### WHAT YOU ARE ASKED TO DO
Rewrite every row below, replacing "single dot" with "single point" and leaving everything else unchanged.

### Excerpts of pointing data
▬▬▬

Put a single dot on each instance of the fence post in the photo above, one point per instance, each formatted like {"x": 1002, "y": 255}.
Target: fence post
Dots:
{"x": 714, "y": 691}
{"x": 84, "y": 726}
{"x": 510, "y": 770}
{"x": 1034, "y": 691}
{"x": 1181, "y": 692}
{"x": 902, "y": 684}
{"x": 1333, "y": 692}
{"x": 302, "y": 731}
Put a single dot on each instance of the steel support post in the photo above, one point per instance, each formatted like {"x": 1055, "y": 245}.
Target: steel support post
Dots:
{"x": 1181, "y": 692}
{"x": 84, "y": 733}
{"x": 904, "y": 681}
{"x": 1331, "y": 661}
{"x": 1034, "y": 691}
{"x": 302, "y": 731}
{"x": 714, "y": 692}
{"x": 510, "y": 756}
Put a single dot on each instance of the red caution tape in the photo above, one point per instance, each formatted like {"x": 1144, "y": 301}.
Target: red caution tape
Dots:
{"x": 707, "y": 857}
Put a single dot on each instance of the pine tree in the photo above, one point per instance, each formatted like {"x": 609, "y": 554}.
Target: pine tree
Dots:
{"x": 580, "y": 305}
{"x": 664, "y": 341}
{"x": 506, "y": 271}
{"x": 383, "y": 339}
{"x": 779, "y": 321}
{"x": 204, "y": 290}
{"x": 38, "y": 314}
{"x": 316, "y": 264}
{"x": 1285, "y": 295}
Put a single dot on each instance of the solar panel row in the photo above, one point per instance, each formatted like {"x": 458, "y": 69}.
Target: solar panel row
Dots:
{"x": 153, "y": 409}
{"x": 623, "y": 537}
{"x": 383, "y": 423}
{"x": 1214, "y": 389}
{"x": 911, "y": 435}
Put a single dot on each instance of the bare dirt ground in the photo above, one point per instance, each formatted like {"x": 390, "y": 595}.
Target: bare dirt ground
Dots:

▬▬▬

### RESPONSE FOR THIS EXERCISE
Put a single point on each instance of the fence post in the photo above, one point per instance, each formatted like {"x": 1002, "y": 255}.
Target: fence post
Dots:
{"x": 714, "y": 691}
{"x": 84, "y": 726}
{"x": 510, "y": 770}
{"x": 1034, "y": 691}
{"x": 1181, "y": 692}
{"x": 902, "y": 684}
{"x": 1333, "y": 692}
{"x": 302, "y": 731}
Put a single point on each instance of the steel support post in the photo above, one point per instance, each formatted like {"x": 1055, "y": 245}.
Target: steel support post
Dots:
{"x": 1181, "y": 692}
{"x": 84, "y": 733}
{"x": 904, "y": 681}
{"x": 1331, "y": 661}
{"x": 1034, "y": 691}
{"x": 302, "y": 731}
{"x": 714, "y": 692}
{"x": 510, "y": 756}
Put a single point on each instance of the red caution tape in the photo above, one point per instance, each formatted like {"x": 1144, "y": 301}.
Target: red caution tape
Dots:
{"x": 707, "y": 857}
Put a single point on each instance of the pine tree in the photo above, one point per instance, each formatted like {"x": 609, "y": 554}.
Target: pine tree
Dots:
{"x": 580, "y": 305}
{"x": 664, "y": 341}
{"x": 506, "y": 271}
{"x": 383, "y": 339}
{"x": 779, "y": 321}
{"x": 204, "y": 290}
{"x": 38, "y": 314}
{"x": 316, "y": 264}
{"x": 1285, "y": 295}
Put a single point on each instance of the solar panel row in the photo above, one point per instance, each formatted like {"x": 458, "y": 69}.
Target: solar panel row
Dots:
{"x": 153, "y": 409}
{"x": 623, "y": 537}
{"x": 383, "y": 423}
{"x": 1214, "y": 389}
{"x": 911, "y": 435}
Put a single point on each instance of the bare dirt ground in the photo above, one point per instance, each formatted like {"x": 390, "y": 595}.
Target: bare dirt ground
Dots:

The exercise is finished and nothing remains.